→ **Work order**: Copy all records exactly; omit pictures.

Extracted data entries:
=======

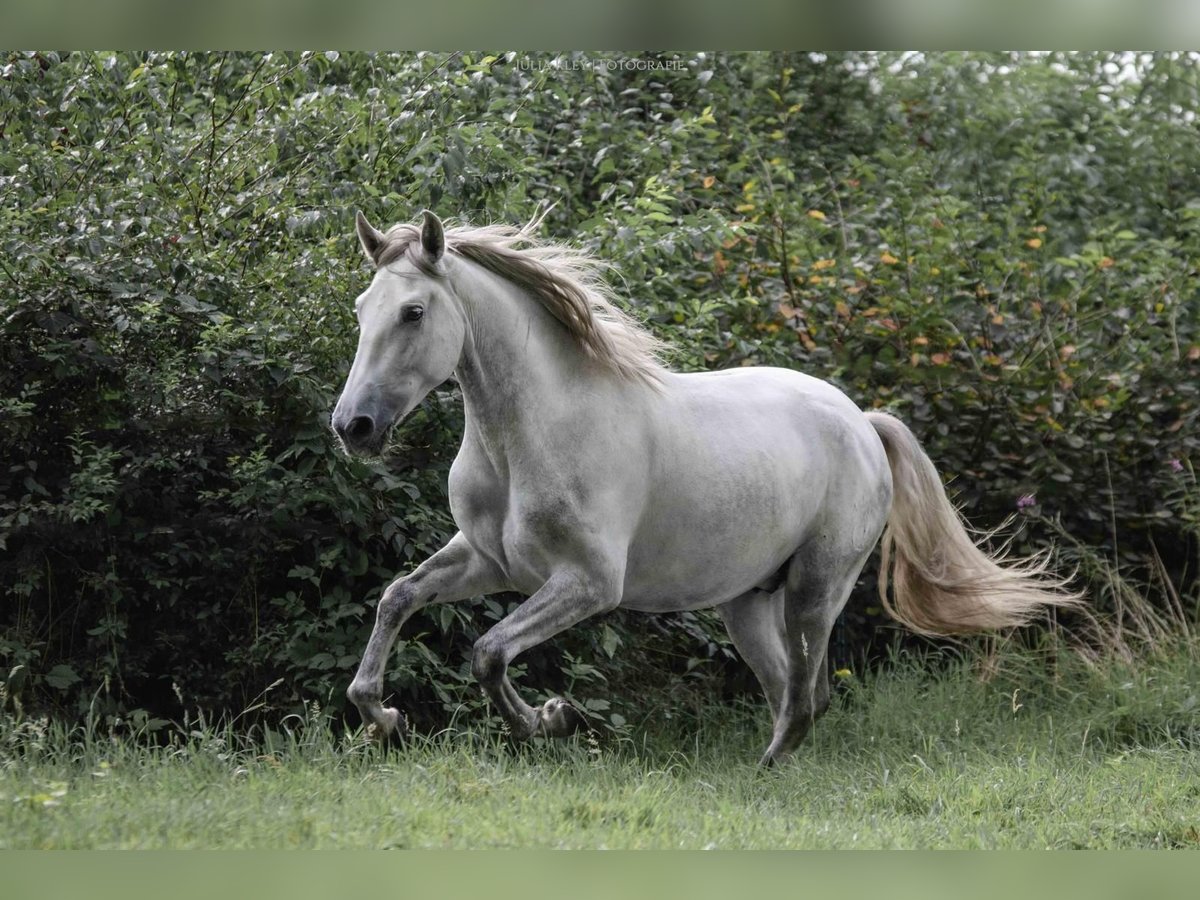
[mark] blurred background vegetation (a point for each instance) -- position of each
(1001, 249)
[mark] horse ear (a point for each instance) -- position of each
(369, 237)
(433, 237)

=======

→ **Result of the exercise**:
[mark] blurred background vegetation (a point for each instance) -- position of each
(1001, 249)
[mark] horse ear (a point for each instance) -- position of each
(369, 237)
(433, 237)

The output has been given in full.